READING TEXT |
******************************

NOTE:
This project is no longer being maintained: it was developed for my masters thesis, which was completed in early 1997. I still, however, welcome any questions or comments that people may have.

[Home] [ToC] [Up] [Prev] [Next]


iHTML Browser Services

HTML Parse Trees

iHTML defines a type and set of functions for accessing a browser's internal parse tree representation. This allows language modules to not only dynamically construct HTML documents, but to also examine and modify existing documents.

A browser must implement these functions. At the very least, they are used by the iHTML Library component to parse <OBJECT> markup: the browser hands the library the node for each of these tags that it encounters, and the library then uses the browser's parse tree services to examine that data and determine how to handle it.


Types

HTMLNode
Synopsis
A single node in the browser's internal representation of an HTML document's parse tree.
Definition
void* (This is an opaque type that is defined by the browser's internal implementation.)
See Also
IHMarkup

The HTMLNode is the object through which other components in the iHTML system interact with a browser's internal HTML parse tree. It represents a single node in that tree. E.g., a tag, block of text, comment, etc. All interaction with the parse tree is done by calling functions with the opaque pointers to these nodes.


Functions

BR_AllocMarkup
Synopsis
HTMLNode BR_AllocMarkup(IHLanguage* lang, IHMarkup owner, const void* type, const char* attrs)
Arguments
(IHLanguage*) lang
The language that owns this markup node.
(IHMarkup) owner
The language object that owns this markup node.
(const void*) type
A tag ID representing the type of node to create.
(const char*) attrs
A string of attributes that will be parsed and associated with the node.
Return
(HTMLNode) A newly created browser-side markup node.

******************************

SOURCE EXCERPT |
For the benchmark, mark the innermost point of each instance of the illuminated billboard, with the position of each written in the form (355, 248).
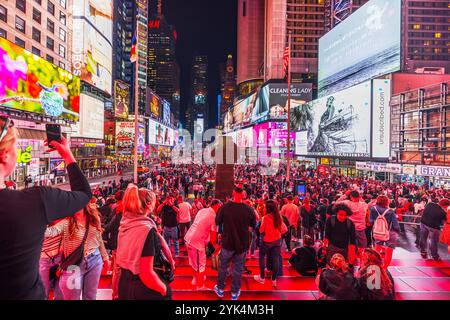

******************************

REQUIRED TASKS |
(a) Rewrite the stretch of the page on HTML parse trees from "HTML Parse Trees" through "document's parse tree.", putting "script modules" in place of "language modules".
(b) According to the page on HTML parse trees, what is the least the iHTML Library component uses the browser's parse tree functions for?
(c) Go on with the page on HTML parse trees from the point where it stops.

TASK RESULTS |
(a)
HTML Parse Trees

iHTML defines a type and set of functions for accessing a browser's internal parse tree representation. This allows script modules to not only dynamically construct HTML documents, but to also examine and modify existing documents.

A browser must implement these functions. At the very least, they are used by the iHTML Library component to parse <OBJECT> markup: the browser hands the library the node for each of these tags that it encounters, and the library then uses the browser's parse tree services to examine that data and determine how to handle it.


Types

HTMLNode
Synopsis
A single node in the browser's internal representation of an HTML document's parse tree.

(b) To parse <OBJECT> markup.

(c)
See Also
HTMLNode

Allocates a new node with the given type and attributes. If the type is "<text" or "<comment", the attrs argument is interpreted as the new node's text.

BR_ChildMarkup
Synopsis
HTMLNode BR_ChildMarkup(HTMLNode current)
Arguments
(HTMLNode) current
A node in an HTML parse tree.
Return
(HTMLNode) The node that is the first child to current in its tree.
See Also
HTMLNode

Returns the node that is the child to the given node in the tree, or NULL if current is a leaf in the tree. This essentially traverses deeper into the parse tree.

BR_CutMarkup
Synopsis
HTMLNode BR_CutMarkup(HTMLNode pos, HTMLNode end)
Arguments
(HTMLNode) pos
The first node to cut.
(HTMLNode) end
The last node to cut.
Return
(HTMLNode) The node that has replaced the first cut node.
See Also
HTMLNode

Deletes markup nodes from pos to end, and all of their child nodes. If end is NULL, deletes all nodes from pos to the last node in this branch. Returns the markup node that has replaced these in the tree, i.e. the one that is the next after pos.

BR_FirstMarkup
Synopsis
HTMLNode BR_FirstMarkup(HTMLNode current)
Arguments
(HTMLNode) current
A node in an HTML parse tree.
Return
(HTMLNode) The very top/first node in current's tree.
See Also
HTMLNode

Returns the absolute first HTMLNode in the given tree, i.e. the root of the tree, which should always be <HTML>

BR_FreeMarkup
Synopsis
void BR_FreeMarkup(HTMLNode root)
Arguments
(HTMLNode) root
Root of a tree of HTMLNodes to deallocate.
Return
nothing.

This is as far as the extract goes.